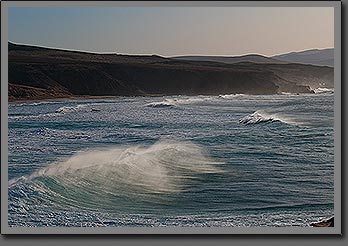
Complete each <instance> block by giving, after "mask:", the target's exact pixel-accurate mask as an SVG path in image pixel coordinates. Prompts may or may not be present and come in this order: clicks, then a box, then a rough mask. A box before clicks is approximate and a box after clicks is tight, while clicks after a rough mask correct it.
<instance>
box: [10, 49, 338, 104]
mask: <svg viewBox="0 0 348 246" xmlns="http://www.w3.org/2000/svg"><path fill="white" fill-rule="evenodd" d="M289 65H292V66H295V68H293V67H288V66H289ZM289 65H288V64H254V63H238V64H224V63H218V62H199V61H197V62H196V61H179V60H174V59H170V58H163V57H159V56H129V55H117V54H90V53H83V52H75V51H64V50H56V49H47V48H40V47H32V46H24V45H15V44H11V43H9V98H10V100H16V99H23V98H26V99H43V98H55V97H67V96H72V95H91V96H138V95H139V96H140V95H178V94H181V95H184V94H185V95H198V94H199V95H218V94H233V93H244V94H274V93H279V92H281V91H286V92H295V93H310V92H311V90H310V88H309V87H308V85H310V84H311V83H312V84H313V83H316V82H315V81H316V80H315V78H313V76H315V74H320V75H318V76H319V77H320V79H321V80H325V81H331V80H333V78H332V77H333V72H332V71H331V70H328V71H327V70H325V71H324V70H322V69H321V68H320V67H318V68H312V69H314V70H315V69H317V70H318V71H320V73H318V72H317V70H315V72H313V73H311V75H308V74H306V71H309V70H308V67H306V65H301V64H289ZM311 67H314V66H311ZM325 69H327V68H325ZM332 70H333V69H332ZM296 71H297V72H296ZM331 73H332V74H331ZM306 76H307V77H306ZM311 76H312V77H311ZM301 78H302V80H301ZM307 80H310V81H308V83H307V84H304V83H303V81H307ZM313 81H314V82H313Z"/></svg>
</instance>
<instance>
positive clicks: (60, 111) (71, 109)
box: [56, 104, 89, 114]
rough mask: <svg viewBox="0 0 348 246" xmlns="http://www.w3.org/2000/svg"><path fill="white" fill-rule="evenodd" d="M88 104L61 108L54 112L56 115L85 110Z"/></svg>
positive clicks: (87, 105)
mask: <svg viewBox="0 0 348 246" xmlns="http://www.w3.org/2000/svg"><path fill="white" fill-rule="evenodd" d="M88 105H89V104H78V105H76V106H63V107H60V108H58V109H57V110H56V113H63V114H65V113H71V112H75V111H78V110H80V109H82V108H86V107H87V106H88Z"/></svg>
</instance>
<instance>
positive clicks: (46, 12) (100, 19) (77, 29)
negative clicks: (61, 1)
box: [8, 7, 334, 56]
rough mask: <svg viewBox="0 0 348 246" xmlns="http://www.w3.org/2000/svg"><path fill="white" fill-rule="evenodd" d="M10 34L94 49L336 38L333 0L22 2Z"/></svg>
mask: <svg viewBox="0 0 348 246" xmlns="http://www.w3.org/2000/svg"><path fill="white" fill-rule="evenodd" d="M8 34H9V40H10V41H12V42H15V43H25V44H35V45H42V46H48V47H58V48H65V49H74V50H85V51H92V52H117V53H123V54H158V55H162V56H175V55H193V54H195V55H225V56H228V55H243V54H249V53H257V54H263V55H275V54H280V53H285V52H289V51H299V50H305V49H311V48H328V47H333V46H334V9H333V8H332V7H286V8H285V7H284V8H280V7H224V8H218V7H107V8H96V7H69V8H60V7H59V8H58V7H41V8H39V7H21V8H10V9H9V28H8Z"/></svg>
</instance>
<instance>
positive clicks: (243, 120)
mask: <svg viewBox="0 0 348 246" xmlns="http://www.w3.org/2000/svg"><path fill="white" fill-rule="evenodd" d="M333 106H334V94H333V93H332V92H331V91H324V92H323V93H320V94H300V95H291V94H284V95H262V96H261V95H259V96H252V95H220V96H168V97H132V98H127V97H125V98H115V99H88V100H52V101H41V102H24V103H10V104H9V113H8V121H9V122H8V130H9V133H8V145H9V146H8V175H9V183H8V184H9V190H8V196H9V201H8V202H9V206H8V223H9V225H10V226H36V227H38V226H78V227H80V226H85V227H96V226H230V227H234V226H247V227H250V226H309V224H310V223H311V222H315V221H318V220H320V219H322V218H328V217H331V216H333V215H334V214H333V211H334V200H333V198H334V127H333V126H334V108H333Z"/></svg>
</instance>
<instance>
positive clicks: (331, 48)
mask: <svg viewBox="0 0 348 246" xmlns="http://www.w3.org/2000/svg"><path fill="white" fill-rule="evenodd" d="M8 43H12V44H16V45H26V46H33V47H38V48H46V49H55V50H62V51H72V52H81V53H88V54H101V55H102V54H104V55H141V56H160V57H164V58H176V57H184V56H206V57H238V56H247V55H260V56H264V57H267V58H272V57H274V56H279V55H283V54H289V53H300V52H304V51H310V50H319V51H320V50H326V49H334V48H335V47H326V48H310V49H305V50H298V51H288V52H282V53H278V54H274V55H270V56H267V55H264V54H261V53H246V54H242V55H202V54H185V55H173V56H164V55H160V54H155V53H148V54H130V53H117V52H112V51H87V50H78V49H68V48H60V47H52V46H45V45H38V44H25V43H17V42H13V41H10V40H8Z"/></svg>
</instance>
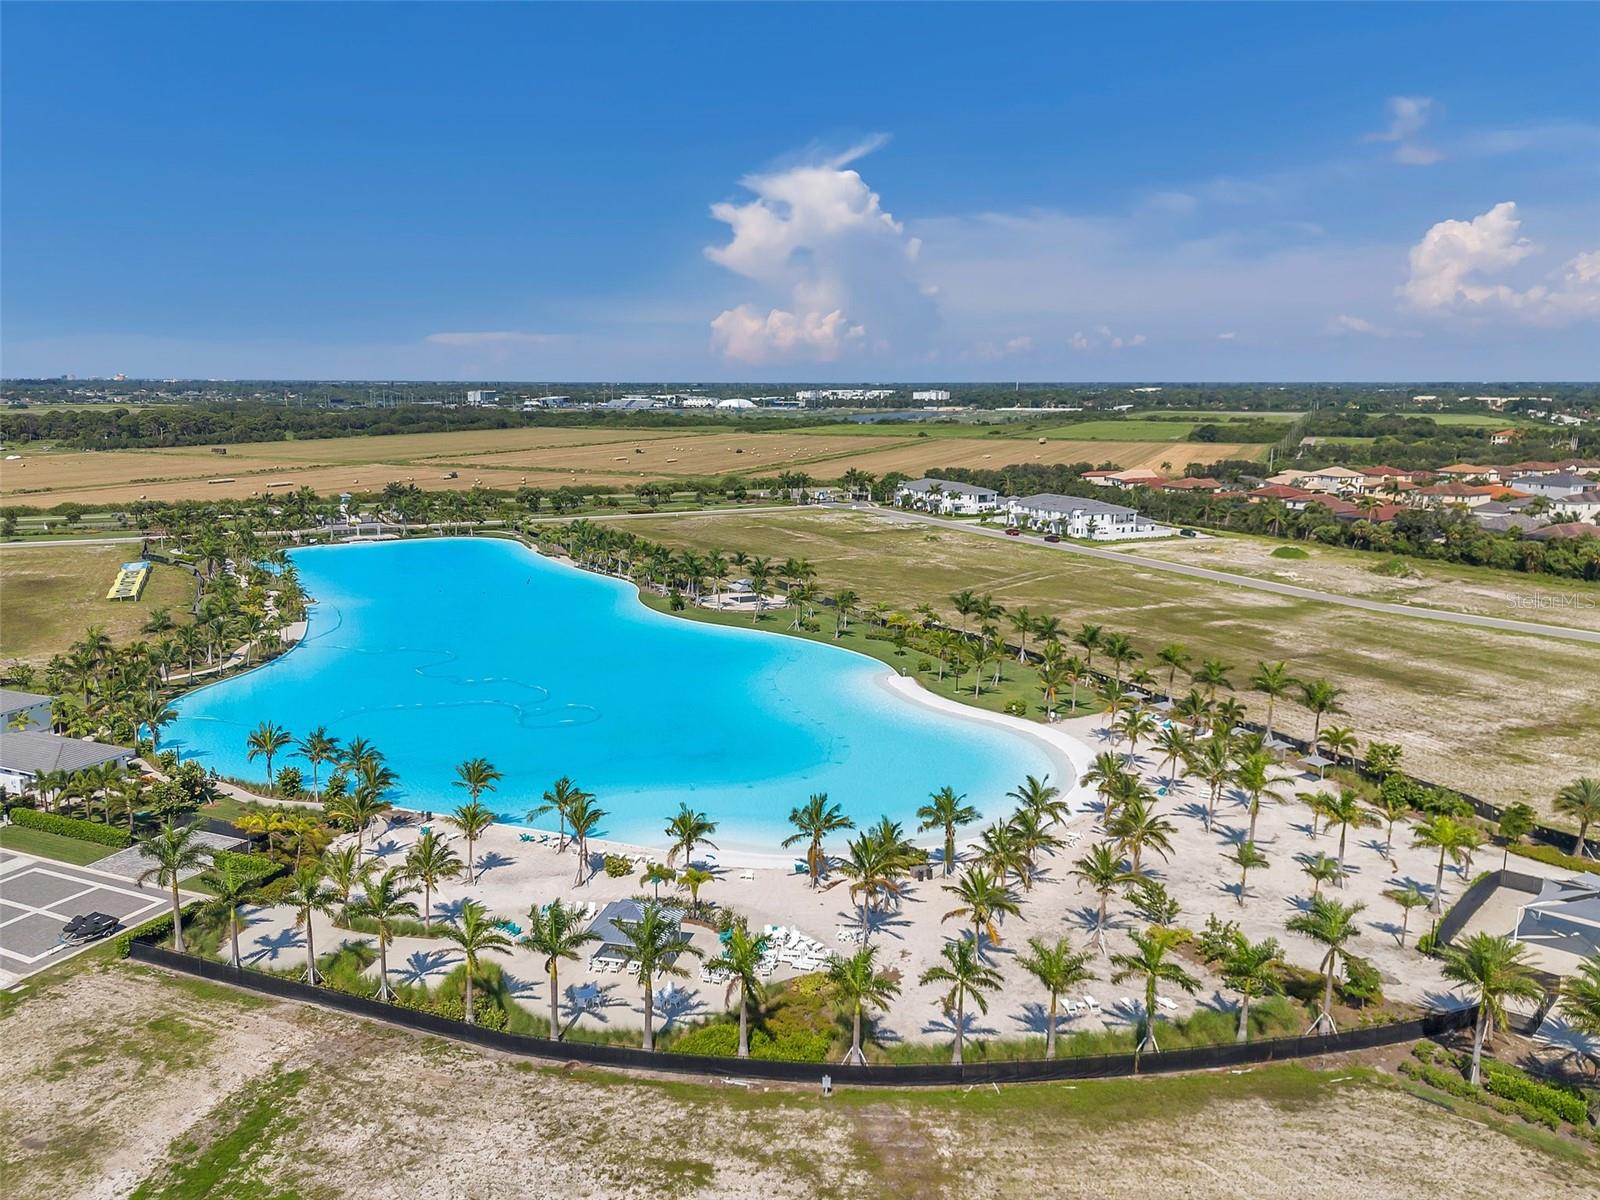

********

**TASK REQUIREMENTS**
Pull out each line from the items above that contains the string "positive", and list those lines in their original order.

**EXERCISE RESPONSE**
positive clicks: (60, 111) (71, 109)
positive clicks: (87, 105)
positive clicks: (46, 12) (100, 19) (77, 29)
positive clicks: (243, 120)
positive clicks: (331, 48)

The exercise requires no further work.